Around Mahahual and Chinchorro Bank yearly mean Ωar indicate a significant decrease from 2003 to 2010 (Fig. S1). Porites astreoides growing at Chinchorro Bank showed a significant increase of calcification rate associated with increasing Ωar. In contrast, calcification rate in M. faveolata in Chinchorro Bank and P. astreoides in Mahahual showed no significant correlation with Ωar (Table S1).

Discussion

Our comparison of the historical reduction in calcification rate between Porites spp. and Montastraea spp. to thermal stress during the three last decades, shows that Porites spp. are more sensitive to temperature increase than Montastraea spp. (Fig. 1). This differential sensitivity is clear at Chinchorro Bank, where calcification rate in P. astreoides is reduced 30% in comparison with M. faveolata (20%) in a 12-year shorter time interval. The reduction in calcification rate for massive Porites spp. in Rib Reef (20%, from 1989 to 2002) is similar to that reported by Cooper and coworkers [26] for this genus in two GBR inshore locations (21%, from 1988 to 2003). Later, De'ath and coworkers [27] also reported similar reductions for massive Porites spp. in several locations along the GBR. These authors suggested that the causes for this reduction are probably large-scale in extent and unprecedented within the past 400 years. By contrast, Lough and Barnes [31] reported a positive correlation between SST and calcification rate of massive Porites spp. growing in the GBR from 1906 to 1982. Thus, it is reasonable to presume that the negative impacts on calcification rate due to ocean-warming-induced thermal stress started in the 1980's on the GBR.

Although our analyzed time periods are too brief to exclude the effects of decadal-scale weather variability, the observed SST trends in Rib Reef and Chinchorro Bank are consistent with the warming predicted by most climate-change models [32], [33]. Associated with this warming, coral calcification rates in Rib Reef and Chinchorro Bank showed significant reductions (Table 1). Thermal sensitivity has been highlighted as the “Achilles' heel” of reef-building corals, and increases in SST above their upper thermal limit can have negative physiological consequences on energetic reserves [34] and tissue biomass [35]. The fact that in Mahahual, SST and calcification rate of P. astreoides and Montastraea spp. showed no tendency through time, and that calcification rates of these species were negatively correlated with SST, implies that in recent decades coral species there have been exposed to frequent, intense, but short-lived thermal stress events. For example, although thermal stress does not necessarily need to cause coral bleaching (i.e., whitening of corals due to loss of symbiotic algae and/or their pigments) in order to reduce calcification [25], short-lived reductions in calcification have been reported for several reef-building corals following thermal-induced bleaching events [15], [36][38]. Bleaching events are expected to occur when the current SST reaches 1°C over the maximum monthly mean SST [39], and in the last decades extensive bleaching events occurred along the MBR [40].

☆ ☆ ☆ ☆ ☆

Questions
[1] According to the coral calcification text, by what percentage was calcification rate in P. astreoides reduced at Chinchorro Bank?
[2] List every researcher or research group that the coral calcification text names as a source.
[3] Revise the coral calcification text, starting at "Around Mahahual and" and ending at "Ωar (Table S1).", replacing "calcification rate" with "growth rate".
The material that follows has no connection to the coral calcification text.

Provided records
☆ ☆ ☆ ☆ ☆

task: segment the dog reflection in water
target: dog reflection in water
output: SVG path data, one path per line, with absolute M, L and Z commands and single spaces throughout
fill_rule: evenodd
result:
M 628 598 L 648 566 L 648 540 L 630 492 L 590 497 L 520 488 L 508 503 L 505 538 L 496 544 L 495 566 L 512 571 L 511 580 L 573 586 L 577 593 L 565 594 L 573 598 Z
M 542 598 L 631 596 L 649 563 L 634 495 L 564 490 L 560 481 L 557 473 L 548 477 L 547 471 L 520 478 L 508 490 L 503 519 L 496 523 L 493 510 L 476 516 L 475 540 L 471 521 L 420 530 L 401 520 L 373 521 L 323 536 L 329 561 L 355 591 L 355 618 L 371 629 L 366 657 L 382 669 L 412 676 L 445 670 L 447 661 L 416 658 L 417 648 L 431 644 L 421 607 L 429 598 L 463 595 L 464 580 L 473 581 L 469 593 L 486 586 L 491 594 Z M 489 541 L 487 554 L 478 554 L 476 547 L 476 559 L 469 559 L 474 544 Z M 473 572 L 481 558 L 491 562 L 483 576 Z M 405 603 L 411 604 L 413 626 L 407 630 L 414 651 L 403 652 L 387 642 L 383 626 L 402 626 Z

☆ ☆ ☆ ☆ ☆

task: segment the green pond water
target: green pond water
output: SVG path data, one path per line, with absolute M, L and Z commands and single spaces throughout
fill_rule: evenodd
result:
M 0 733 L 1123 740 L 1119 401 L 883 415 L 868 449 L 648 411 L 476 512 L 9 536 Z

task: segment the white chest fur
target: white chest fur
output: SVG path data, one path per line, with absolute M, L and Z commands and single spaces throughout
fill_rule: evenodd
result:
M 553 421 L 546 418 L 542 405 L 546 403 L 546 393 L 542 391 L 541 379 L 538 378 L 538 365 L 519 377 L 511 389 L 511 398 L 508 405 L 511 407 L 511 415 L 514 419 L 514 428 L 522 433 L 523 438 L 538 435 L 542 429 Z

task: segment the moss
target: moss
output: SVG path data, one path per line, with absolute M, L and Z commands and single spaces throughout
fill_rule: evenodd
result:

☆ ☆ ☆ ☆ ☆

Your responses
[1] 30%

[2] Cooper and coworkers; De'ath and coworkers; Lough and Barnes

[3]
Around Mahahual and Chinchorro Bank yearly mean Ωar indicate a significant decrease from 2003 to 2010 (Fig. S1). Porites astreoides growing at Chinchorro Bank showed a significant increase of growth rate associated with increasing Ωar. In contrast, growth rate in M. faveolata in Chinchorro Bank and P. astreoides in Mahahual showed no significant correlation with Ωar (Table S1).